Unless Britain votes to leave the EU it will face a greater risk of terror attack, a UK Independence Party (UKIP) ‘leave’ campaigner has warned, citing a recent report warning 800,000 migrants are waiting in Libya to enter Europe.
The joint report, released by Interpol and European counterpart Europol, notes that while a “systematic link” between terrorism and people smuggling has not definitely been proven, terrorists may be using migratory flows as cover for covertly entering the EU.
“Europe is confronted with an unprecedented migration crisis in terms of the number of migrants arriving in Europe as well as the level of involvement of complex and ruthless migrant smuggling networks,” Europol Director Rob Wainwright said.
“Migrant smuggling networks have proven flexible and resilient, adapting to law enforcement action by quickly changing the routes used to smuggle migrants to the EU.”
Leave campaigners have seized on the findings to urge Britons to vote to withdraw from the bloc in next month’s referendum.
UKIP’s migration spokesman Steven Woolfe said the report “demonstrates that 800,000 Libyans are queuing up to enter the EU.”
“Libya is awash with trained, skilled and determined Isis terrorists who are bound to be amongst those seeking to enter the EU.
“Intelligence says that it is only a matter of time before another terrorist attack occurs in Europe. The crisis isn’t over, it’s just continuing and getting worse.
“Unless we vote to leave, we will putting our national security at risk and increasing the likelihood of terrorism on our shores,” he added.

**Actions to take**
A) Echo the passage from the article on the UKIP referendum warning, starting at "Unless Britain votes" and ending at "entering the EU.".
B) According to the article on the UKIP referendum warning, which two organizations released the joint report?

**Input data**
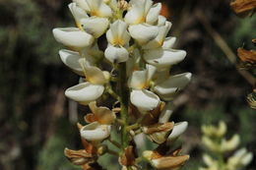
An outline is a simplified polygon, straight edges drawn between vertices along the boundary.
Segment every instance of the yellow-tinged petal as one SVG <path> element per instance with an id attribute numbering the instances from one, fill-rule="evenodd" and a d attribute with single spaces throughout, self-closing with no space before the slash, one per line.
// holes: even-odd
<path id="1" fill-rule="evenodd" d="M 185 56 L 184 50 L 156 48 L 145 50 L 143 57 L 149 64 L 164 68 L 181 62 Z"/>
<path id="2" fill-rule="evenodd" d="M 153 5 L 147 15 L 146 23 L 150 25 L 156 24 L 159 20 L 160 9 L 161 9 L 161 3 L 157 3 Z"/>
<path id="3" fill-rule="evenodd" d="M 152 0 L 131 0 L 131 8 L 124 17 L 124 21 L 129 25 L 137 25 L 146 22 L 147 15 L 152 7 Z"/>
<path id="4" fill-rule="evenodd" d="M 112 11 L 103 0 L 85 0 L 88 5 L 88 12 L 91 16 L 109 18 L 112 16 Z"/>
<path id="5" fill-rule="evenodd" d="M 111 63 L 126 62 L 129 58 L 127 49 L 120 46 L 108 45 L 104 52 L 105 58 Z"/>
<path id="6" fill-rule="evenodd" d="M 86 76 L 86 80 L 94 85 L 104 85 L 107 80 L 104 73 L 97 67 L 91 66 L 84 58 L 80 59 L 81 67 L 83 68 Z"/>
<path id="7" fill-rule="evenodd" d="M 81 137 L 89 142 L 101 142 L 108 138 L 111 132 L 110 125 L 91 123 L 80 130 Z"/>
<path id="8" fill-rule="evenodd" d="M 159 34 L 158 36 L 149 41 L 147 44 L 145 44 L 142 48 L 143 49 L 153 49 L 153 48 L 159 48 L 162 46 L 165 36 L 167 35 L 169 29 L 171 27 L 171 23 L 165 22 L 164 26 L 159 27 Z"/>
<path id="9" fill-rule="evenodd" d="M 155 39 L 159 34 L 159 28 L 146 24 L 133 25 L 129 27 L 131 36 L 141 45 Z"/>
<path id="10" fill-rule="evenodd" d="M 115 121 L 115 114 L 107 107 L 97 107 L 96 101 L 89 104 L 90 109 L 95 115 L 96 121 L 102 125 L 110 125 Z"/>
<path id="11" fill-rule="evenodd" d="M 104 86 L 101 85 L 93 85 L 90 83 L 82 83 L 71 86 L 65 91 L 65 95 L 83 104 L 96 100 L 102 95 Z"/>
<path id="12" fill-rule="evenodd" d="M 80 8 L 77 3 L 73 2 L 69 4 L 69 10 L 72 13 L 73 17 L 75 18 L 76 24 L 78 28 L 81 28 L 80 21 L 82 19 L 87 19 L 89 16 L 87 15 L 86 11 Z"/>
<path id="13" fill-rule="evenodd" d="M 106 39 L 112 45 L 125 46 L 129 43 L 130 34 L 127 31 L 127 24 L 121 20 L 115 21 L 110 25 L 106 32 Z"/>
<path id="14" fill-rule="evenodd" d="M 80 54 L 75 51 L 61 49 L 59 51 L 61 61 L 80 76 L 84 76 L 83 69 L 79 63 Z"/>
<path id="15" fill-rule="evenodd" d="M 87 32 L 93 34 L 96 38 L 98 38 L 106 31 L 109 21 L 105 18 L 91 17 L 82 19 L 81 24 Z"/>
<path id="16" fill-rule="evenodd" d="M 173 94 L 180 89 L 183 89 L 192 77 L 191 73 L 183 73 L 169 77 L 162 83 L 160 83 L 154 87 L 154 90 L 161 97 L 166 100 L 171 99 Z"/>
<path id="17" fill-rule="evenodd" d="M 177 138 L 179 138 L 179 136 L 181 136 L 186 131 L 187 126 L 187 122 L 176 123 L 168 137 L 167 142 L 170 143 L 174 142 Z"/>
<path id="18" fill-rule="evenodd" d="M 133 89 L 131 92 L 131 102 L 142 113 L 150 111 L 158 107 L 160 100 L 158 95 L 146 89 Z"/>

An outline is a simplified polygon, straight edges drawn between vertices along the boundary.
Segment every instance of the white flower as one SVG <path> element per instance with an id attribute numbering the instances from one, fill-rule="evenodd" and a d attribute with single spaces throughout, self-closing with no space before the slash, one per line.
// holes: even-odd
<path id="1" fill-rule="evenodd" d="M 161 5 L 155 4 L 152 0 L 131 0 L 131 8 L 125 15 L 124 21 L 129 25 L 138 25 L 142 23 L 154 24 L 158 21 Z"/>
<path id="2" fill-rule="evenodd" d="M 72 86 L 65 91 L 65 95 L 81 104 L 96 100 L 104 91 L 107 82 L 107 73 L 95 66 L 91 66 L 85 59 L 80 59 L 83 71 L 88 82 Z"/>
<path id="3" fill-rule="evenodd" d="M 84 48 L 95 41 L 93 35 L 82 31 L 77 28 L 58 28 L 52 30 L 55 39 L 69 47 Z"/>
<path id="4" fill-rule="evenodd" d="M 175 92 L 183 89 L 192 77 L 191 73 L 183 73 L 175 76 L 169 77 L 162 83 L 158 84 L 154 90 L 163 99 L 170 100 L 173 98 Z"/>
<path id="5" fill-rule="evenodd" d="M 186 56 L 184 50 L 165 49 L 162 47 L 145 50 L 144 59 L 159 68 L 169 67 L 181 62 Z"/>
<path id="6" fill-rule="evenodd" d="M 173 110 L 175 109 L 175 106 L 172 102 L 168 102 L 163 110 L 161 111 L 160 118 L 159 118 L 159 123 L 166 123 L 168 122 Z"/>
<path id="7" fill-rule="evenodd" d="M 175 41 L 176 41 L 176 37 L 174 36 L 166 37 L 163 41 L 162 47 L 166 49 L 173 48 Z"/>
<path id="8" fill-rule="evenodd" d="M 81 137 L 89 142 L 101 142 L 108 138 L 111 132 L 110 125 L 91 123 L 80 130 Z"/>
<path id="9" fill-rule="evenodd" d="M 82 83 L 71 86 L 65 91 L 65 95 L 81 104 L 89 104 L 91 101 L 96 100 L 102 95 L 104 86 L 101 85 L 93 85 L 90 83 Z"/>
<path id="10" fill-rule="evenodd" d="M 112 11 L 103 0 L 73 0 L 78 5 L 86 10 L 91 16 L 109 18 L 112 16 Z"/>
<path id="11" fill-rule="evenodd" d="M 142 113 L 155 109 L 160 104 L 160 97 L 148 90 L 150 81 L 156 72 L 156 68 L 151 65 L 146 66 L 143 71 L 134 71 L 128 80 L 131 92 L 131 102 Z"/>
<path id="12" fill-rule="evenodd" d="M 129 53 L 124 47 L 108 45 L 104 52 L 105 58 L 111 63 L 125 62 L 129 58 Z"/>
<path id="13" fill-rule="evenodd" d="M 153 49 L 153 48 L 158 48 L 158 47 L 161 47 L 165 36 L 167 35 L 169 29 L 171 27 L 171 23 L 169 22 L 165 22 L 165 25 L 159 27 L 159 34 L 158 36 L 149 41 L 147 44 L 143 45 L 143 49 Z"/>
<path id="14" fill-rule="evenodd" d="M 176 123 L 167 139 L 167 143 L 171 143 L 177 138 L 179 138 L 179 136 L 181 136 L 181 134 L 183 134 L 186 131 L 187 126 L 188 126 L 187 122 Z"/>
<path id="15" fill-rule="evenodd" d="M 86 11 L 80 8 L 76 3 L 70 3 L 69 4 L 70 12 L 72 13 L 73 17 L 75 18 L 77 27 L 82 29 L 80 21 L 82 19 L 87 19 L 89 16 L 87 15 Z"/>
<path id="16" fill-rule="evenodd" d="M 125 46 L 128 46 L 130 35 L 127 31 L 127 24 L 117 20 L 110 25 L 106 32 L 108 46 L 105 49 L 105 58 L 111 63 L 120 63 L 128 60 L 129 53 Z"/>
<path id="17" fill-rule="evenodd" d="M 109 21 L 105 18 L 90 17 L 87 19 L 81 19 L 81 24 L 87 32 L 93 34 L 96 38 L 98 38 L 105 32 Z"/>
<path id="18" fill-rule="evenodd" d="M 146 44 L 159 34 L 159 28 L 148 24 L 133 25 L 129 27 L 131 36 L 140 44 Z"/>
<path id="19" fill-rule="evenodd" d="M 79 59 L 81 58 L 80 54 L 75 51 L 61 49 L 59 50 L 59 55 L 61 61 L 72 69 L 75 73 L 80 76 L 84 76 L 84 71 L 79 63 Z"/>
<path id="20" fill-rule="evenodd" d="M 147 89 L 133 89 L 131 102 L 142 112 L 150 111 L 158 107 L 160 97 Z"/>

**Solutions to the exercise**
A)
Unless Britain votes to leave the EU it will face a greater risk of terror attack, a UK Independence Party (UKIP) ‘leave’ campaigner has warned, citing a recent report warning 800,000 migrants are waiting in Libya to enter Europe.
The joint report, released by Interpol and European counterpart Europol, notes that while a “systematic link” between terrorism and people smuggling has not definitely been proven, terrorists may be using migratory flows as cover for covertly entering the EU.

B) Interpol and Europol.